WHAT THE TASK ASKS:
Copy all of the records below word for word, leaving out the pictures.

(Stored records)
#####
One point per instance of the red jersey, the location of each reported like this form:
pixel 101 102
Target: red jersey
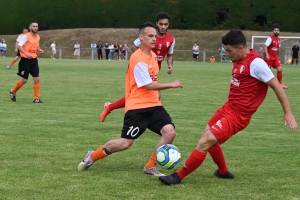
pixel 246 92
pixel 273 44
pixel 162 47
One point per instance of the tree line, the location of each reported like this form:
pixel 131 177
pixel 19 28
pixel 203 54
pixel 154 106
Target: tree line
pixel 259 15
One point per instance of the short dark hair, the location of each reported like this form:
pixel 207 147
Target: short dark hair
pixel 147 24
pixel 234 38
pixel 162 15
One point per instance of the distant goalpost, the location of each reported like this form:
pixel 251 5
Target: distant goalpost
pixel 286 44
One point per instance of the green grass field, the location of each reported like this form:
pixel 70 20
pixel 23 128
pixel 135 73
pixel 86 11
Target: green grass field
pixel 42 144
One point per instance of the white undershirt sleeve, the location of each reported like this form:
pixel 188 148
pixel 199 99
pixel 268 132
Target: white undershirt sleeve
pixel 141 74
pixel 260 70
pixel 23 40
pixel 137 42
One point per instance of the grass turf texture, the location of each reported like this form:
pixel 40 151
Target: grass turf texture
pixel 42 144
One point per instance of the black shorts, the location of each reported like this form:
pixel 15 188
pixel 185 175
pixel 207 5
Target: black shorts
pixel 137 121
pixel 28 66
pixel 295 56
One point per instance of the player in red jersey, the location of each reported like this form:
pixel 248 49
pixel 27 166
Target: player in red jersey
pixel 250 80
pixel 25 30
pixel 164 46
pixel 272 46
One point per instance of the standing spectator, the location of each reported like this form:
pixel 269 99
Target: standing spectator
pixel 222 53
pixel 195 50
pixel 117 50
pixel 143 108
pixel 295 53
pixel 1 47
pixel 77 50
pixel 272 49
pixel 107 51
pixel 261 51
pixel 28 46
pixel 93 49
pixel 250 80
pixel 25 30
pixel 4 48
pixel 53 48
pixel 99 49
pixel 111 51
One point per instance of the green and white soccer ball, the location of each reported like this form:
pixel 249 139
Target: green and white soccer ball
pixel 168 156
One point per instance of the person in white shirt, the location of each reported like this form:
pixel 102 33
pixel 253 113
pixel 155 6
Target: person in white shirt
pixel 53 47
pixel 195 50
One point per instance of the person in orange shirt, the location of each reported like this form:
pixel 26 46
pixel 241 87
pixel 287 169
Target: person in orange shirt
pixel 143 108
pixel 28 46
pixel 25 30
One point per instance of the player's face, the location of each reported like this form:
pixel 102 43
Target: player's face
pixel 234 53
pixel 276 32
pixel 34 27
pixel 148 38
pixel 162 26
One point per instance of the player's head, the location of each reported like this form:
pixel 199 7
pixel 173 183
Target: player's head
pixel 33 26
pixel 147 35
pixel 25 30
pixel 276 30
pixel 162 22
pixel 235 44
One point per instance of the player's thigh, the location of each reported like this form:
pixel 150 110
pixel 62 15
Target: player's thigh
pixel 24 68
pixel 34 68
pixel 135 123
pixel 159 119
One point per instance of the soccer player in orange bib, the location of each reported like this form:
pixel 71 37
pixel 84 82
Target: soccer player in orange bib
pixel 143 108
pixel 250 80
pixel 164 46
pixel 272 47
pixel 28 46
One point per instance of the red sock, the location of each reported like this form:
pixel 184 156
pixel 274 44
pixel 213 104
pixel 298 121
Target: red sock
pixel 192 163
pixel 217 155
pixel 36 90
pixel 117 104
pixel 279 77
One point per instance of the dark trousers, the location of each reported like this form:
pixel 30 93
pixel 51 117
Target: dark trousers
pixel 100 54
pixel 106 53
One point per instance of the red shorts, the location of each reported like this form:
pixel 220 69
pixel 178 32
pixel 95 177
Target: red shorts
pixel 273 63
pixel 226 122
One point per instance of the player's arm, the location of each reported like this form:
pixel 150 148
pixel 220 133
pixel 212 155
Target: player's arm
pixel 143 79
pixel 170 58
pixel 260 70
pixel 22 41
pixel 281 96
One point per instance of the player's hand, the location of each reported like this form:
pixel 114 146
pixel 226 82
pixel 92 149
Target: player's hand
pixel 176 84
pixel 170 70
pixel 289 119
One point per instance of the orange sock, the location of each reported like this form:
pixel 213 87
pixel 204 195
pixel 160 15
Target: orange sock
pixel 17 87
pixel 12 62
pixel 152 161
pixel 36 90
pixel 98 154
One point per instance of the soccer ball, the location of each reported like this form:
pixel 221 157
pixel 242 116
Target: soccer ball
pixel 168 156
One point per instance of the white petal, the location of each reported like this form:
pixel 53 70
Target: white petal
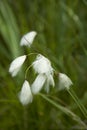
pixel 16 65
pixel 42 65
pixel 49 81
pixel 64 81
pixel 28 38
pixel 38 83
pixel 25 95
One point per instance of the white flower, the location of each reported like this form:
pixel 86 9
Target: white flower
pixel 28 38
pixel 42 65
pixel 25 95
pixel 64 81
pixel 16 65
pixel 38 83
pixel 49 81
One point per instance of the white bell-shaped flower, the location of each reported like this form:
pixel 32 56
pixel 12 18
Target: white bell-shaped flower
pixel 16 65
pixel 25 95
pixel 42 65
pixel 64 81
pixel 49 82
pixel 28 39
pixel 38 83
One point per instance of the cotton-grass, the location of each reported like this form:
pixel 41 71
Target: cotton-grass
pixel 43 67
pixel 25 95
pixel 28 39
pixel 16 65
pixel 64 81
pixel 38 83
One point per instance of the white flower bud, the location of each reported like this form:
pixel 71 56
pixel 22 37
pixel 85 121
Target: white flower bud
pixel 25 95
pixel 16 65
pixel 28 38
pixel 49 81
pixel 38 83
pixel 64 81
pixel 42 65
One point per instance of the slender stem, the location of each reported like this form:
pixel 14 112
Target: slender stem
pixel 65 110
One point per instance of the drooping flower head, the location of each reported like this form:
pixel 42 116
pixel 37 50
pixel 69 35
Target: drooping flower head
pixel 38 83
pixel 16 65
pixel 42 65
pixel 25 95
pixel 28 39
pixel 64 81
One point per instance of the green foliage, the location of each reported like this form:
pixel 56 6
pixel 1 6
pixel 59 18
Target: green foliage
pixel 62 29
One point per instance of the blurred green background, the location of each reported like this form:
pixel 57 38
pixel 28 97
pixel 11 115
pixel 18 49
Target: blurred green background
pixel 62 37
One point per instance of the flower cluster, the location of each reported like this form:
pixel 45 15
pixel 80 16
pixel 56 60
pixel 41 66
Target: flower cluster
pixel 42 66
#####
EXERCISE SOLUTION:
One point per instance of the red jersey, the location of each reported like this form:
pixel 101 102
Target: red jersey
pixel 246 92
pixel 273 44
pixel 162 47
One point per instance of the tree line, the location of each reported like this form:
pixel 131 177
pixel 19 28
pixel 203 54
pixel 154 106
Target: tree line
pixel 259 15
One point per instance of the short dark hair, the location of each reported like this form:
pixel 207 147
Target: short dark hair
pixel 147 24
pixel 234 38
pixel 162 15
One point per instance of the distant goalpost, the location of each reported like this form:
pixel 251 5
Target: distant goalpost
pixel 286 44
One point per instance of the green grass field, the location of each reported like this form:
pixel 70 20
pixel 23 128
pixel 135 73
pixel 86 11
Target: green grass field
pixel 42 144
One point per instance of the white undershirt sleeve, the location of each reported like this form:
pixel 188 148
pixel 199 99
pixel 268 132
Target: white undershirt sleeve
pixel 141 74
pixel 260 70
pixel 23 40
pixel 137 42
One point per instance of the grass turf texture, the location of each reported like this form:
pixel 40 151
Target: grass turf texture
pixel 42 144
One point per instance of the black shorts, the location of each reported like this form:
pixel 15 188
pixel 185 175
pixel 207 5
Target: black shorts
pixel 137 121
pixel 28 66
pixel 295 56
One point per instance of the player in red jersey, the location of each reported like this form:
pixel 248 49
pixel 27 166
Target: player in red jersey
pixel 250 80
pixel 25 30
pixel 164 46
pixel 272 46
One point per instance of the standing spectator, the location of each reported like this form:
pixel 269 99
Target: standing spectator
pixel 222 53
pixel 195 50
pixel 117 50
pixel 143 108
pixel 295 53
pixel 1 47
pixel 77 50
pixel 272 49
pixel 107 51
pixel 261 51
pixel 28 46
pixel 93 49
pixel 250 80
pixel 25 30
pixel 4 48
pixel 53 48
pixel 99 49
pixel 111 51
One point per instance of the green and white soccer ball, the location of each reported like this form:
pixel 249 139
Target: green and white soccer ball
pixel 168 156
One point per instance of the person in white shirt, the location of each reported like this form:
pixel 102 33
pixel 253 113
pixel 155 6
Target: person in white shirt
pixel 53 47
pixel 195 50
One point per instance of the person in orange shirt, the location of each reported like this form:
pixel 26 46
pixel 241 87
pixel 287 169
Target: person in orange shirt
pixel 143 108
pixel 28 46
pixel 25 30
One point per instance of the player's face, the location of each reported like this form:
pixel 102 43
Target: player's face
pixel 234 53
pixel 276 32
pixel 34 27
pixel 148 38
pixel 162 26
One point per instance of the player's head, the location of each reported like this form:
pixel 199 7
pixel 173 183
Target: player's head
pixel 33 26
pixel 147 35
pixel 25 30
pixel 276 30
pixel 162 22
pixel 235 44
One point per instance of the player's thigh, the location of each reported like this form:
pixel 150 110
pixel 62 15
Target: player's thigh
pixel 24 68
pixel 34 68
pixel 135 123
pixel 159 119
One point per instance of the soccer player in orange bib, the location of each reported like this form:
pixel 71 37
pixel 84 82
Target: soccer player in orange bib
pixel 143 108
pixel 250 80
pixel 164 46
pixel 272 47
pixel 28 46
One point per instance of the red sock, the location of each reported like this form:
pixel 184 156
pixel 274 44
pixel 213 104
pixel 298 121
Target: red sock
pixel 192 163
pixel 217 155
pixel 36 90
pixel 117 104
pixel 279 77
One point per instance of the dark trousers, the location of each reported like this form:
pixel 30 93
pixel 51 117
Target: dark trousers
pixel 100 54
pixel 106 53
One point per instance of the red shorts, the location of each reported like this form:
pixel 220 69
pixel 178 32
pixel 95 177
Target: red shorts
pixel 273 63
pixel 226 122
One point per instance of the player's arm, the location of each reported like this form:
pixel 150 148
pixel 220 133
pixel 212 155
Target: player's arm
pixel 143 79
pixel 170 58
pixel 260 70
pixel 22 41
pixel 281 96
One point per instance of the player's hand, the location of each reported like this form:
pixel 114 146
pixel 226 82
pixel 92 149
Target: player's hand
pixel 176 84
pixel 170 70
pixel 289 119
One point per instance of the orange sock, the location of each reported like this form:
pixel 213 87
pixel 204 195
pixel 160 15
Target: orange sock
pixel 17 87
pixel 12 62
pixel 152 161
pixel 36 90
pixel 98 154
One point per instance of the soccer ball, the location of each reported like this form:
pixel 221 157
pixel 242 116
Target: soccer ball
pixel 168 156
One point per instance of the white petal, the location of each reported like this form:
pixel 53 70
Target: white petal
pixel 16 65
pixel 42 65
pixel 49 81
pixel 64 81
pixel 28 38
pixel 38 83
pixel 25 95
One point per instance of the white flower, the location of each reported like this form:
pixel 86 9
Target: white flower
pixel 28 38
pixel 42 65
pixel 25 95
pixel 64 81
pixel 16 65
pixel 38 83
pixel 49 81
One point per instance of the white bell-shaped flower, the location of each reported like this form:
pixel 32 56
pixel 12 18
Target: white bell-shaped flower
pixel 16 65
pixel 25 95
pixel 42 65
pixel 64 81
pixel 49 82
pixel 28 39
pixel 38 83
One point per instance of the cotton-grass, the location of each reported like this form:
pixel 41 71
Target: cotton-grass
pixel 43 67
pixel 25 95
pixel 28 39
pixel 16 65
pixel 64 81
pixel 38 83
One point per instance of the white flower bud, the location of each reported like this form:
pixel 71 56
pixel 22 37
pixel 85 121
Target: white flower bud
pixel 25 95
pixel 16 65
pixel 28 38
pixel 49 81
pixel 38 83
pixel 64 81
pixel 42 65
One point per instance of the slender stem, the location of each reported like this form:
pixel 14 112
Target: slender stem
pixel 65 110
One point per instance of the drooping flower head, the location of each reported like this form:
pixel 42 116
pixel 37 50
pixel 69 35
Target: drooping flower head
pixel 38 83
pixel 16 65
pixel 42 65
pixel 25 95
pixel 28 39
pixel 64 81
One point per instance of the green foliage, the location of each reported like this form:
pixel 56 6
pixel 1 6
pixel 59 18
Target: green foliage
pixel 62 29
One point per instance of the blurred green background, the location of each reported like this form:
pixel 57 38
pixel 28 97
pixel 11 115
pixel 18 49
Target: blurred green background
pixel 62 37
One point per instance of the flower cluster, the location of each reported like this form:
pixel 45 15
pixel 80 16
pixel 56 60
pixel 41 66
Target: flower cluster
pixel 42 66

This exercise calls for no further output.